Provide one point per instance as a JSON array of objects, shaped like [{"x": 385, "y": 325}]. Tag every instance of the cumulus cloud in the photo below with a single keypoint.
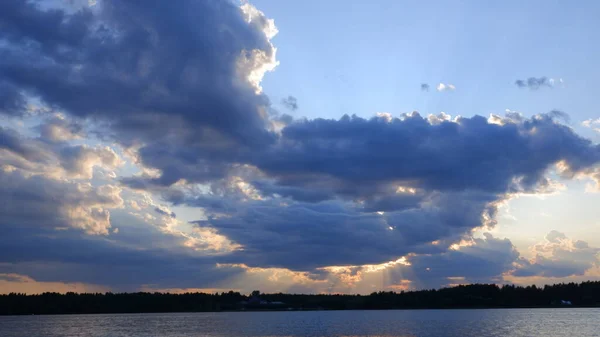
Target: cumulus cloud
[
  {"x": 60, "y": 129},
  {"x": 176, "y": 86},
  {"x": 535, "y": 83},
  {"x": 290, "y": 102},
  {"x": 559, "y": 256},
  {"x": 123, "y": 67},
  {"x": 33, "y": 201}
]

= = =

Write out every item above word for word, leaving the pictures out.

Provide one point per instance as a JSON array of objects, shaped like [{"x": 385, "y": 325}]. Tag every instance of the cumulus cloud in the photo below with a single keypoint.
Target: cumulus cloud
[
  {"x": 60, "y": 129},
  {"x": 176, "y": 86},
  {"x": 535, "y": 83},
  {"x": 290, "y": 102},
  {"x": 559, "y": 256},
  {"x": 123, "y": 67},
  {"x": 33, "y": 201}
]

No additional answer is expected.